> [TEXT PROVIDED]
......
It's Time to Hear the Truth After Growing Up Spidey
"Spider-Man No More", like other superhero stories of loss, are so universally true, so much about loss, responsibility, and guilt.
Marvel Tales (Starring Spider-Man) #190Publisher: Marvel
Length: 24 pages
Writer: Stan Lee, Steve Ditko
Publication date: 1986-08
There's a moving scene in the second issue of DC Comics' summer megaevent mini-series, Convergence. There are two Batmen. One is the Batman that we are all familiar with. His name is Bruce Wayne and he took up the mantle of the bat when he saw his father and mother gunned down before his eyes behind the Monarch Theatre in Crime Alley in Gotham City. The other is the Batman of another world, a world where history unfolded along a different path. This Batman is Thomas Wayne, an older man, a man who took up the mantle of the bat after he lost his son, Bruce, to senseless violence, to mayhem and murder.
The scene, by writer Jeff King and artists Carlo Pagulayan and Jason Paz, is powerfully rendered. When all else is forgotten about this series, when Convergence has been replaced by the next big event, I will remember this scene. While the rest of this issue is Technicolor bright, frantic and frenetic, this scene is dark as night, calm and cold. While other plot points in this series resolve themselves with remarkable speed and efficiency, what unfolds here does so slowly and with grace. It is not rushed.
The Dick Grayson of that other world is there to witness it. "A wounded father. And a wounded son," he thinks. "Coming to life from opposite ends of the same path. Facing the only person who could ever truly see them for who they are. When kids are young, you lie to protect them. But older, at the end of your life, you don't. It's the time you need to hear the truth."
From Convergence #2 by Jeff King and Carlo Pagulayan, published by DC.
It was my 16-year-old son who told me about this scene, who made me go back and read the issue again, deliberately this time. When I read it, I wondered what it would be like to face my own father, gone the same year that I graduated from college, gone too soon and too sadly, gone without justice or grace. I thought of how our parents shape us, build us, scar us, love us -- then leave us. What, in response, do we become?
......
> [INFORMATION GIVEN]

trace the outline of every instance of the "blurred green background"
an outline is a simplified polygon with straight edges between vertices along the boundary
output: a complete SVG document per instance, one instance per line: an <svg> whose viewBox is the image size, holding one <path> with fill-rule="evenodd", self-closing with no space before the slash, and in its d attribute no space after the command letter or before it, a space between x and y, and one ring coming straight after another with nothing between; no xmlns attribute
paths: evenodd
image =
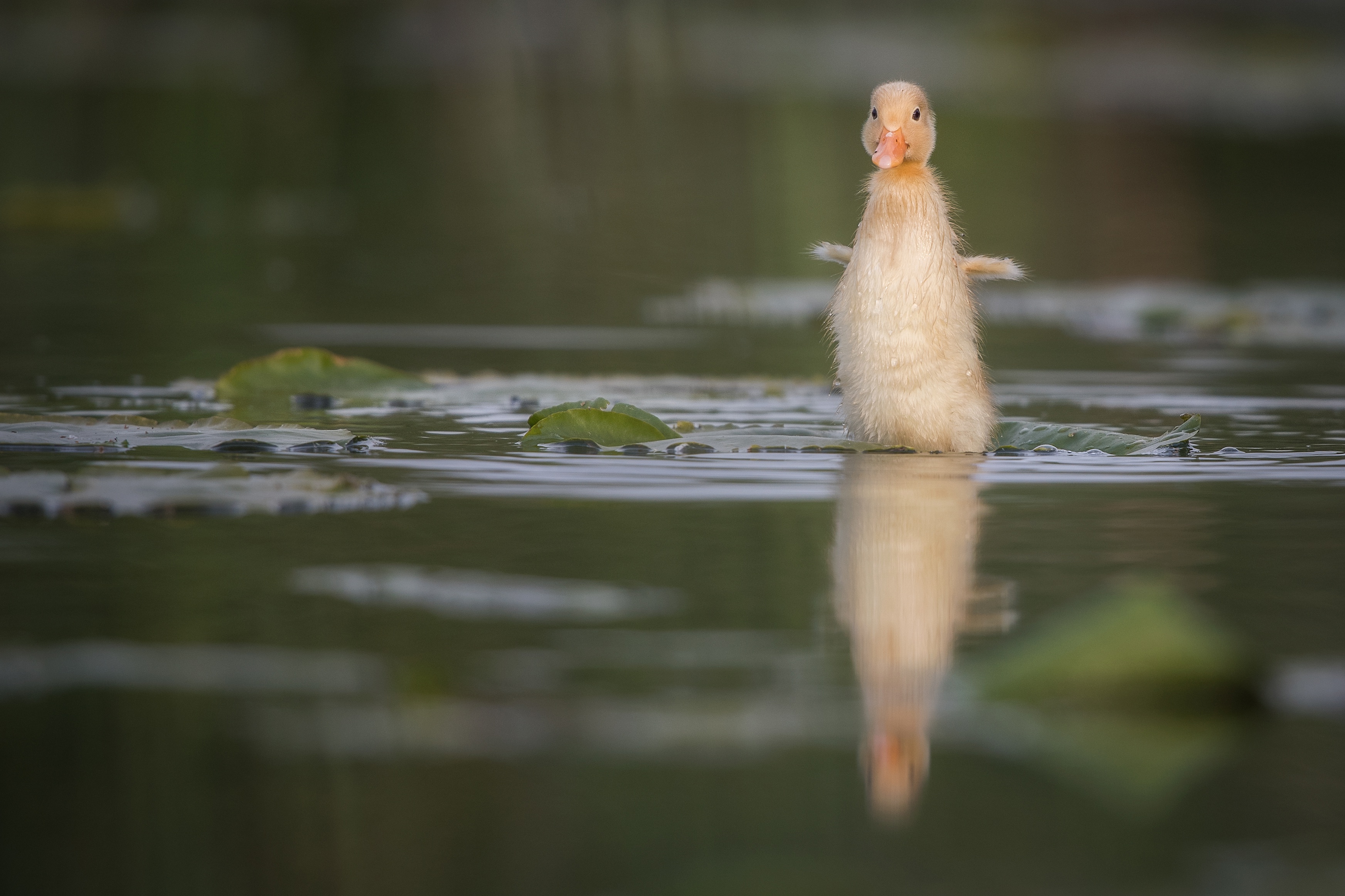
<svg viewBox="0 0 1345 896"><path fill-rule="evenodd" d="M1037 283L1340 279L1342 36L1307 0L9 3L0 373L214 376L274 348L258 324L638 325L707 277L830 277L804 249L853 235L893 78L929 91L970 249ZM816 329L360 353L829 367Z"/></svg>

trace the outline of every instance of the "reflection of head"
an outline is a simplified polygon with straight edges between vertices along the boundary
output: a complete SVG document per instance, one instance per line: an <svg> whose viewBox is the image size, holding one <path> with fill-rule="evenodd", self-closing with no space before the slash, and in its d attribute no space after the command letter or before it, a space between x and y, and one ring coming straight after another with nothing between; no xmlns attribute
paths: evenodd
<svg viewBox="0 0 1345 896"><path fill-rule="evenodd" d="M981 502L964 455L846 463L833 551L837 618L863 695L874 813L900 818L929 768L929 720L966 621Z"/></svg>
<svg viewBox="0 0 1345 896"><path fill-rule="evenodd" d="M869 735L859 754L869 779L873 813L888 821L905 818L929 774L929 739L924 732Z"/></svg>

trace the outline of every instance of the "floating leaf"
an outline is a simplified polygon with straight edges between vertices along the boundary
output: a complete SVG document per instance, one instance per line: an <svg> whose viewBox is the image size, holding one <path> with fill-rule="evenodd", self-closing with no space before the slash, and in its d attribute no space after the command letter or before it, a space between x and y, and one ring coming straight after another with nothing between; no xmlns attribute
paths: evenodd
<svg viewBox="0 0 1345 896"><path fill-rule="evenodd" d="M1200 431L1200 415L1189 414L1158 438L1088 430L1080 426L1060 423L1022 423L1002 420L995 430L995 450L1030 450L1044 445L1068 451L1106 451L1107 454L1146 454L1165 447L1189 442Z"/></svg>
<svg viewBox="0 0 1345 896"><path fill-rule="evenodd" d="M625 414L627 416L633 416L638 420L644 420L646 423L656 429L659 433L662 433L663 438L666 439L677 438L677 430L674 430L671 426L668 426L659 418L654 416L644 408L635 407L633 404L627 404L625 402L617 402L616 404L612 406L612 411L615 414Z"/></svg>
<svg viewBox="0 0 1345 896"><path fill-rule="evenodd" d="M535 447L543 442L589 439L603 446L616 447L633 442L656 442L662 438L664 438L663 431L629 414L577 407L539 420L523 435L523 446Z"/></svg>
<svg viewBox="0 0 1345 896"><path fill-rule="evenodd" d="M534 411L530 418L527 418L527 424L537 426L551 414L560 414L561 411L573 411L577 407L596 407L597 410L604 410L608 406L605 398L596 398L592 402L561 402L560 404L553 404L551 407L543 407L539 411ZM629 406L627 406L629 407Z"/></svg>
<svg viewBox="0 0 1345 896"><path fill-rule="evenodd" d="M262 395L362 395L424 388L418 376L363 357L342 357L320 348L282 348L235 364L215 383L225 400Z"/></svg>
<svg viewBox="0 0 1345 896"><path fill-rule="evenodd" d="M1057 614L971 672L993 700L1161 708L1245 696L1252 666L1196 606L1141 582Z"/></svg>

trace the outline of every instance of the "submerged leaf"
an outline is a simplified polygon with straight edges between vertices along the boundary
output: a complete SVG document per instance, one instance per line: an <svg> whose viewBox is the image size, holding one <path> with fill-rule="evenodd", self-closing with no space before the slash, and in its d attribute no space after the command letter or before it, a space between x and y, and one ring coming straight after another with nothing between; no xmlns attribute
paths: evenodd
<svg viewBox="0 0 1345 896"><path fill-rule="evenodd" d="M835 427L783 427L783 426L752 426L695 430L690 423L679 420L677 429L670 427L654 414L633 404L619 402L611 411L594 408L607 407L605 399L592 402L565 402L537 411L527 418L531 429L523 437L525 447L535 447L545 442L561 442L566 439L589 439L608 449L627 446L642 442L650 451L667 451L672 454L683 453L681 449L689 445L687 437L694 435L694 442L701 451L882 451L889 454L912 454L916 449L904 445L877 445L873 442L859 442L845 438L842 430ZM603 441L588 429L594 423L601 423L597 418L566 416L568 414L584 411L593 414L619 414L640 420L659 433L658 438L633 438L639 430L617 429L616 423L608 420L604 426L609 431ZM1089 430L1079 426L1064 426L1059 423L1022 423L1005 420L995 431L994 450L1053 450L1065 449L1071 451L1100 450L1107 454L1142 454L1157 451L1189 442L1200 431L1200 416L1188 415L1180 426L1157 438L1143 435L1128 435L1126 433L1110 433L1104 430Z"/></svg>
<svg viewBox="0 0 1345 896"><path fill-rule="evenodd" d="M235 400L258 395L360 395L424 386L418 376L363 357L342 357L320 348L282 348L235 364L215 383L215 394Z"/></svg>
<svg viewBox="0 0 1345 896"><path fill-rule="evenodd" d="M137 423L121 420L136 419ZM308 426L253 426L229 416L207 416L192 423L148 418L0 415L0 449L16 451L87 451L133 447L186 447L198 450L312 450L316 442L355 450L350 430L319 430Z"/></svg>
<svg viewBox="0 0 1345 896"><path fill-rule="evenodd" d="M987 699L1071 707L1215 705L1248 693L1241 645L1161 583L1048 619L972 668Z"/></svg>
<svg viewBox="0 0 1345 896"><path fill-rule="evenodd" d="M577 407L539 420L523 435L523 446L535 447L543 442L589 439L597 445L617 447L633 442L655 442L662 438L663 433L654 424L629 414Z"/></svg>
<svg viewBox="0 0 1345 896"><path fill-rule="evenodd" d="M995 430L994 450L1032 450L1049 445L1068 451L1106 451L1107 454L1145 454L1189 442L1200 431L1200 415L1192 414L1158 438L1089 430L1060 423L1022 423L1002 420Z"/></svg>
<svg viewBox="0 0 1345 896"><path fill-rule="evenodd" d="M0 476L0 516L238 516L393 510L425 501L416 489L315 470L252 473L235 463L203 470L104 466Z"/></svg>

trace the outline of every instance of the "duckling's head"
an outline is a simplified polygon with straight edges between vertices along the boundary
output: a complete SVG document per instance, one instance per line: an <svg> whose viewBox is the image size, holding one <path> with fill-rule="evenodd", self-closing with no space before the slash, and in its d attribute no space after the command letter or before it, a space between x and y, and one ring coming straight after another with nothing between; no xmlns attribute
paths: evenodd
<svg viewBox="0 0 1345 896"><path fill-rule="evenodd" d="M924 165L933 152L933 110L924 90L907 81L873 89L863 122L863 149L878 168Z"/></svg>

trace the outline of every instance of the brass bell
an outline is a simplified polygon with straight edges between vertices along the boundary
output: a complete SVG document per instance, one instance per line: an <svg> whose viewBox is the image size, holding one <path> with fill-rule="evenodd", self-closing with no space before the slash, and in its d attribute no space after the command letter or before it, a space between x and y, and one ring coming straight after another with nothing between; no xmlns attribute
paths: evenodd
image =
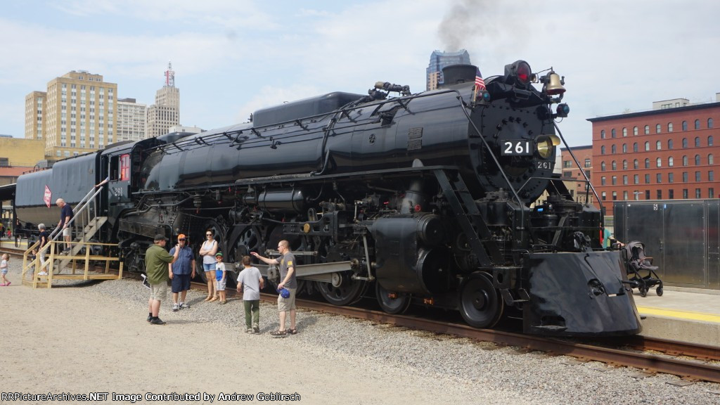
......
> [WHAT YOU WILL DO] Copy the passage of the essay starting with "The Dick Grayson" and going on through "do we become?", putting "dad" in place of "father". The data above come from a source separate from the essay.

> [EXERCISE SOLUTION]
The Dick Grayson of that other world is there to witness it. "A wounded dad. And a wounded son," he thinks. "Coming to life from opposite ends of the same path. Facing the only person who could ever truly see them for who they are. When kids are young, you lie to protect them. But older, at the end of your life, you don't. It's the time you need to hear the truth."
From Convergence #2 by Jeff King and Carlo Pagulayan, published by DC.
It was my 16-year-old son who told me about this scene, who made me go back and read the issue again, deliberately this time. When I read it, I wondered what it would be like to face my own dad, gone the same year that I graduated from college, gone too soon and too sadly, gone without justice or grace. I thought of how our parents shape us, build us, scar us, love us -- then leave us. What, in response, do we become?